--- Data for this task ---

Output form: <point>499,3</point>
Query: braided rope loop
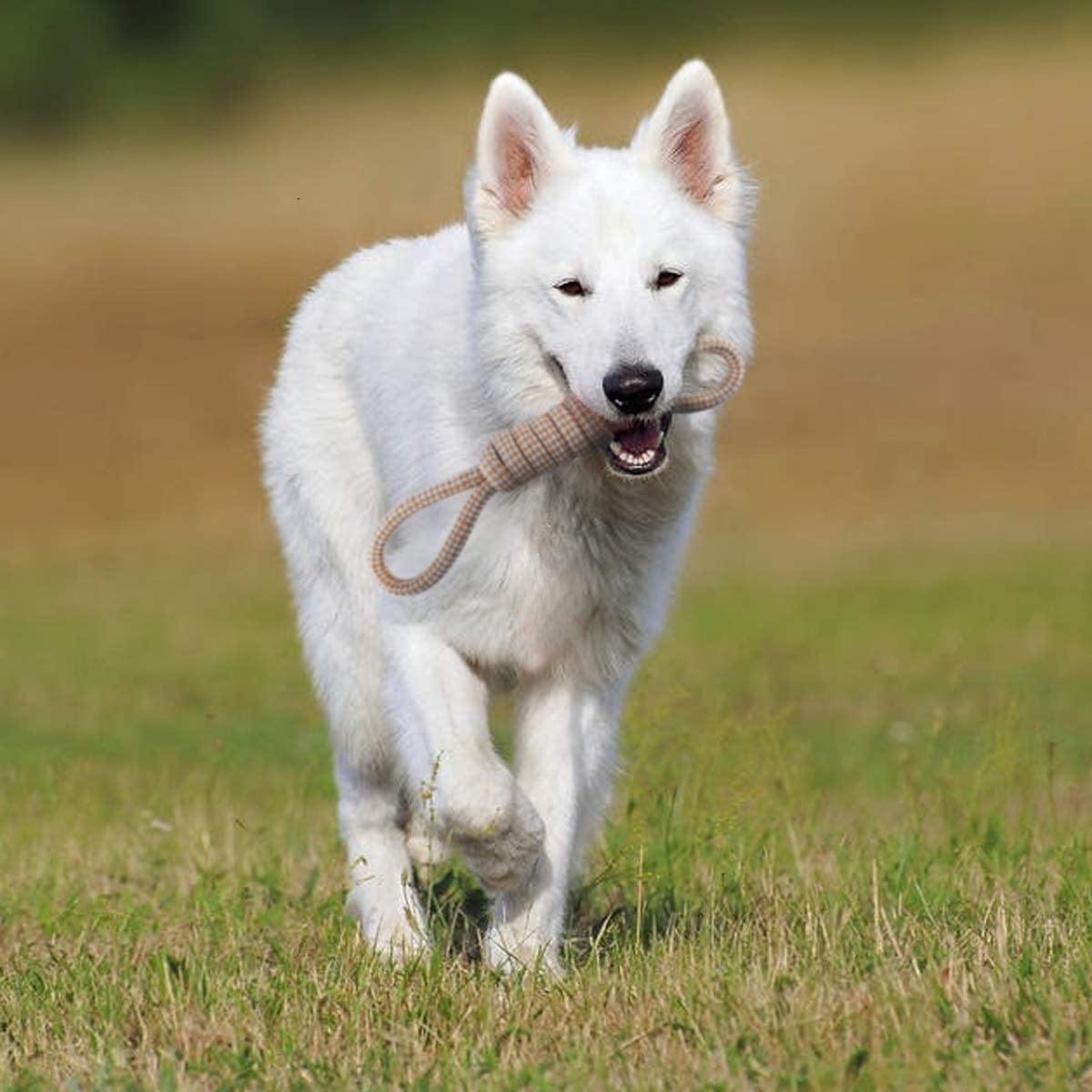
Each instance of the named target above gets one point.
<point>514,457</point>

---
--- Data for this task ---

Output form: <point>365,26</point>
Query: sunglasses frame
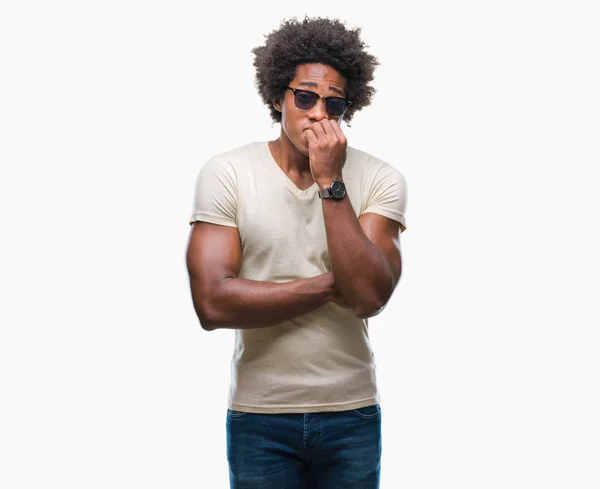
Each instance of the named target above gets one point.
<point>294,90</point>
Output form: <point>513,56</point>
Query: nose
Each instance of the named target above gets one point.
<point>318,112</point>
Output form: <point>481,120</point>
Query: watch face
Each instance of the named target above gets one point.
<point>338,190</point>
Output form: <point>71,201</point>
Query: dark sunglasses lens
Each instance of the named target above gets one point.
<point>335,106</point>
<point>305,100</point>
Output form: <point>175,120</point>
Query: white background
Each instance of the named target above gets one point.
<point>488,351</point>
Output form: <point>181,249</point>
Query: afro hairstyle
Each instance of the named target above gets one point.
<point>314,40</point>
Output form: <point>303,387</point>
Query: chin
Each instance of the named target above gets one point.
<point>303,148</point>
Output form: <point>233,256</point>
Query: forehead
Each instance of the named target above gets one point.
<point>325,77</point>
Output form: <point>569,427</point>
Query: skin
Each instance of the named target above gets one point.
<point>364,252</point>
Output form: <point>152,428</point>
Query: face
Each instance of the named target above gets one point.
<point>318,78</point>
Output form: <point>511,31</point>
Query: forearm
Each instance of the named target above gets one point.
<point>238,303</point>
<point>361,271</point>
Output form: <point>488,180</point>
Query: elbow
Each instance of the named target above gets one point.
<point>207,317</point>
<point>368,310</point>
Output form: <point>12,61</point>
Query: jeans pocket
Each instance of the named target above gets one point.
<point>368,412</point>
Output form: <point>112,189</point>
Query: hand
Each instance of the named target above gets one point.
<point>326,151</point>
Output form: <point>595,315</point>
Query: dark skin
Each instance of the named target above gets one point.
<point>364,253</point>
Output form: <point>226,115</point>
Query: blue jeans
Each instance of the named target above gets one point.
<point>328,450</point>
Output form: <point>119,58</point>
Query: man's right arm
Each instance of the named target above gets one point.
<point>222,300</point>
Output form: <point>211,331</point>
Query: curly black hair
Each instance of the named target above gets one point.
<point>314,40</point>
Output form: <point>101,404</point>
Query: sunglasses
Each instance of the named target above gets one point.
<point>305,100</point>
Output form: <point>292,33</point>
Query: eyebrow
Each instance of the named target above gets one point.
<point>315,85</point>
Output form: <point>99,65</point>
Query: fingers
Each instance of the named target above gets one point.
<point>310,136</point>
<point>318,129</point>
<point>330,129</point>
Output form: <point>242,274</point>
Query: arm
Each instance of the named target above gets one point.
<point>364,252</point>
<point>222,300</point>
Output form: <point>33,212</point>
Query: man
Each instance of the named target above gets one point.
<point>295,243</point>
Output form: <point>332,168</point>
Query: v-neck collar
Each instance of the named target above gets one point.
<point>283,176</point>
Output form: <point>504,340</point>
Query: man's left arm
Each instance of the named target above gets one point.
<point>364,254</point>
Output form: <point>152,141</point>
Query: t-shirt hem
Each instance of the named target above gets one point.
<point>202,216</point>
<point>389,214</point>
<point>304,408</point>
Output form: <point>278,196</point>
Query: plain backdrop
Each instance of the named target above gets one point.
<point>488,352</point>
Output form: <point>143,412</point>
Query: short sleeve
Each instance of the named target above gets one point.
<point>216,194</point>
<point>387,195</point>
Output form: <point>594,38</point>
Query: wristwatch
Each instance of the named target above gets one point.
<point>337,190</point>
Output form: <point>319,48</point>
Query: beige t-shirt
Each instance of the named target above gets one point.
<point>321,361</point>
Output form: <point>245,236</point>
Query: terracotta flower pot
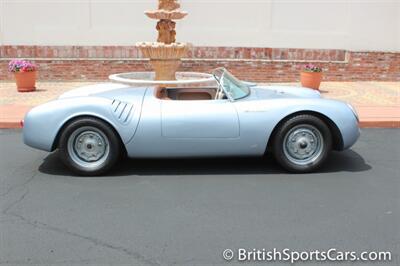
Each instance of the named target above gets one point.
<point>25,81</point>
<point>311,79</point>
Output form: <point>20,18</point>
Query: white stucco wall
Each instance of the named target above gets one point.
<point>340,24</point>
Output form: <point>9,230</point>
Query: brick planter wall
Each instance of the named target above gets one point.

---

Rewrite the part of the listing from the line containing "Output form: <point>569,427</point>" through the line containing "<point>361,271</point>", both ends included, as a Markdown table with the columns Row and Text, where Row gives a running line number and blank lines are omitted.

| Row | Text |
|---|---|
| 1 | Output form: <point>569,427</point> |
| 2 | Query: skin |
| 3 | Each instance of the named target above gets one point. |
| 4 | <point>364,252</point> |
| 5 | Output form: <point>152,428</point> |
| 6 | Query: face |
| 7 | Each instance of the named target above gets one point. |
| 8 | <point>318,78</point> |
| 9 | Output form: <point>511,31</point> |
| 10 | Query: forearm |
| 11 | Each instance of the named target above gets one point. |
| 12 | <point>238,303</point> |
| 13 | <point>361,271</point> |